## Given passage:
# # #

Unstructured supports both local development and containerized deployment via Docker. It integrates easily with Python and offers connectors for platforms like Discord. The library is ideal for building scalable, production-grade data pipelines and is available via PyPI and GitHub.

In [None]:

from unstructured.partition.html import partition_html
elements = partition_html(filename=FILE_NAME, infer_table_structure=True)
print(f"Parsed {len(elements)} element(s) from the HTML document.")

In [None]:
from collections import Counter
from textwrap import shorten

type_counts = Counter(element.category for element in elements)
print('Element counts by category:')
for category, count in type_counts.most_common():
    print(f' - {category}: {count}')

print('\nSample elements:')

# # #

(Records pointing to named objects)
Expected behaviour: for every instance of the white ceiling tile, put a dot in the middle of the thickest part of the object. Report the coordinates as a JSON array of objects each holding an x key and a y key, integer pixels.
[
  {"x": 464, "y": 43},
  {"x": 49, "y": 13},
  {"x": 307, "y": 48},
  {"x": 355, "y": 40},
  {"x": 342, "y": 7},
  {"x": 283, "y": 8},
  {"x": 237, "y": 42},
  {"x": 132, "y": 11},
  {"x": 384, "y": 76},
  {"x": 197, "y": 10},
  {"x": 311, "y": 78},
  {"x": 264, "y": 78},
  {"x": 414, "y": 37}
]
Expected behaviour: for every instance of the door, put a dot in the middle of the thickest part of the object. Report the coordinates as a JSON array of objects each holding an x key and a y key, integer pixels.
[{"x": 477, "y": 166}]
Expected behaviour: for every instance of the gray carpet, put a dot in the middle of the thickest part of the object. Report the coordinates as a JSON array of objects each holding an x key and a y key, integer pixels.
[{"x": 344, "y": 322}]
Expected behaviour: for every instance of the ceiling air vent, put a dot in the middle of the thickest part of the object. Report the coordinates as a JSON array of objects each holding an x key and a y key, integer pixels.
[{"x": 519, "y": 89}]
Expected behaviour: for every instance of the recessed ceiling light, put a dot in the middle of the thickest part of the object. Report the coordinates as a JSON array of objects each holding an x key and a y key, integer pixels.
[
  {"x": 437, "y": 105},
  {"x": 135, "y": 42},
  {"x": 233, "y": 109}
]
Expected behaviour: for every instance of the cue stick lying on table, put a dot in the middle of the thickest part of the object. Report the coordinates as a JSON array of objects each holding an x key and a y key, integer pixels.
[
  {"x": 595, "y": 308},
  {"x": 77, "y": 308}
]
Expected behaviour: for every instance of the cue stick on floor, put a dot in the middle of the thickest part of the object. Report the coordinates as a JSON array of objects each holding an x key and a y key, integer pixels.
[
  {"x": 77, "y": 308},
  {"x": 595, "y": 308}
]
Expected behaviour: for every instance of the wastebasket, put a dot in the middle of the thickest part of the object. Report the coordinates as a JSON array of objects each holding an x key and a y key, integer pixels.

# # #

## To-do list:
1. In the Unstructured notebook excerpt, which two places is the library said to be available from?
2. For each statement, say whether it agrees with the Unstructured notebook excerpt. (a) Unstructured can be deployed in containers using Docker. (b) The code tallies elements by category with a Counter. (c) The category counts are printed in alphabetical order.
3. Extend the Unstructured notebook excerpt, starting after its final line of code.

## Outputs for the tasks:
1. PyPI and GitHub.

2.
(a) Yes: "supports both local development and containerized deployment via Docker."
(b) Yes: "type_counts = Counter(element.category for element in elements)"
(c) No: "for category, count in type_counts.most_common():"

3.
for i, element in enumerate(elements[:5], start=1):
    if element.category == 'Table':
        chunk_text = element.metadata.text_as_html or ''
    else:
        chunk_text = element.text or ''
    snippet = shorten(chunk_text, width=100, placeholder='…')
    page_number = getattr(element.metadata, 'page_number', None)
    source = getattr(element.metadata, 'filename', None)
    metadata_bits = [f'page {page_number}' if page_number else None, source]
    metadata_str = ' | '.join(bit for bit in metadata_bits if bit) or 'no metadata'
    print(f"{i}. [{element.category}] {snippet}")
    print(f"    metadata: {metadata_str}")